◆ **Instructions for the task**
Could you print all the entries exactly?
═══ Material for this exercise
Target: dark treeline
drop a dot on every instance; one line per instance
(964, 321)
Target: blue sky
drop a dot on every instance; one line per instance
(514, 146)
══════
◆ **The completed task**
Target: dark treeline
drop a dot on every instance; one line per instance
(964, 321)
Target: blue sky
drop a dot on every instance; one line per instance
(514, 146)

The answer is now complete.